▸ Alıntılanan Metin:

Olay gecesi saat 05.15 sıralarında çığlık sesine uyanan tanıklar, yalnız
 yaşayan mağdurenin kapısı önüne geldiklerinde, içerde bulunan müdahilin
 "yaralı olduğunu, kalkamadığını" söylemesi üzerine merdiven dayamak suretiyle
 mutfak camını kırarak içeri girmişlerdir. Kapalı fakat kilitlenmemiş olan
 kapı önünde yaralı vaziyette bulunan mağdure, hastahaneye kaldırılmış,
 yanmakta bulunan ocak ve yatak söndürülmüştür.

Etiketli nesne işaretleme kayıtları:
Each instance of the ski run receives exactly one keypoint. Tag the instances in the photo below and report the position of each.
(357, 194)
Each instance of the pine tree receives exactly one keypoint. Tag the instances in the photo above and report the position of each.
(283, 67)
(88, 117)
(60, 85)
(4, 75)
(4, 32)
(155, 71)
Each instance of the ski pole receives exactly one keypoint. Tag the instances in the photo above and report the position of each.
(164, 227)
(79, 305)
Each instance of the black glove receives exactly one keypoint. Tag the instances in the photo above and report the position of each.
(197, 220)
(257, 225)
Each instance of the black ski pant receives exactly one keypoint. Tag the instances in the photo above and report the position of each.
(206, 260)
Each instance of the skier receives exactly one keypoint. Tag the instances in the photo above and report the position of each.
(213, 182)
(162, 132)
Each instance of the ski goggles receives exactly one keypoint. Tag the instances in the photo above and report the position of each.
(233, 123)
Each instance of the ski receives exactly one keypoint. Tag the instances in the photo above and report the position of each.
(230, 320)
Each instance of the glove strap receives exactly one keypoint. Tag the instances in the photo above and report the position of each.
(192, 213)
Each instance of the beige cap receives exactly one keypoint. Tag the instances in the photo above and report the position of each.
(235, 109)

---

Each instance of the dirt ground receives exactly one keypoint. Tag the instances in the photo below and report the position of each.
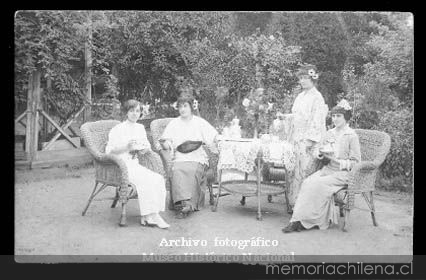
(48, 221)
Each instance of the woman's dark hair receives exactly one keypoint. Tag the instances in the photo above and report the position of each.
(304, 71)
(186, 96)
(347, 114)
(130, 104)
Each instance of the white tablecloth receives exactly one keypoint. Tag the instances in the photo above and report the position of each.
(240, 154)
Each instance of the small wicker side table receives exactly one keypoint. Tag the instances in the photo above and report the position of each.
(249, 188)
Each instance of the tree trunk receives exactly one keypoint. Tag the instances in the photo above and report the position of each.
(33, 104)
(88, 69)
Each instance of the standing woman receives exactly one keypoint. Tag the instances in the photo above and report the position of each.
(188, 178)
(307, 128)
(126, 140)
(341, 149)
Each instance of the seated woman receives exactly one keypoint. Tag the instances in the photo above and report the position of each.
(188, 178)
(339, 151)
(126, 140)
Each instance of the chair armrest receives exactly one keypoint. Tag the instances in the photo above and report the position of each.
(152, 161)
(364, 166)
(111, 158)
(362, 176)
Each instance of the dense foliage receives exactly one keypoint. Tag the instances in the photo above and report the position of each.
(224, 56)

▸ Verilen Görevler:
(1) Alıntılanan metne göre aşağıdaki soruları yanıtlayın.
(a) Tanıklar saat kaç sıralarında uyanmıştır?
(b) Tanıklar içeri nasıl girmiştir?
(c) Yanmakta olan hangi şeyler söndürülmüştür?
(2) Aşağıdaki ifadelerin alıntılanan metinle uyuşup uyuşmadığını belirtin ve her yanıtı metinden belirleyici sözlerle destekleyin.
(a) Tanıklar bir silah sesine uyanmıştır.
(b) Kapı kilitli hâldeydi.
(c) Mağdure hastahaneye kaldırılmıştır.
Kayıtlar başka bir kaynaktan alınmıştır.

▸ Yazılı Yanıtlar:
(1)
(a) Saat 05.15 sıralarında.
(b) Merdiven dayayıp mutfak camını kırarak.
(c) Ocak ve yatak.

(2)
(a) Hayır: "çığlık sesine uyanan tanıklar"
(b) Hayır: "Kapalı fakat kilitlenmemiş olan kapı"
(c) Evet: "hastahaneye kaldırılmış"